## What this task involves:
Copy out every line of the material below word for word, leaving out the pictures.

## Provided records:
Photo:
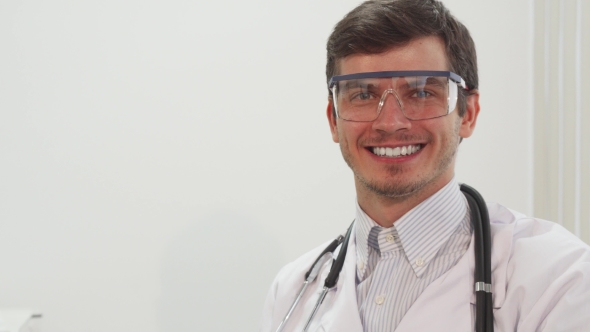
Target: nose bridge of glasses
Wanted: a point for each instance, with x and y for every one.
(384, 98)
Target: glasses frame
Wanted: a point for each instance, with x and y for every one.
(387, 74)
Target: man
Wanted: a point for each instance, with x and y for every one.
(403, 94)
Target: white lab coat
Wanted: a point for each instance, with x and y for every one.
(540, 282)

## The response:
Photo:
Target: nose bridge of glasses
Wanted: a point for each instance, with x and y for every one.
(384, 98)
Target: glasses frame
Wanted: a point for each instance, with x and y for every one.
(387, 74)
Target: man
Wanted: a point for each instance, with x and y for every one.
(403, 94)
Target: white lab coat
Wanted: a point for each instance, with x and y for every one.
(540, 282)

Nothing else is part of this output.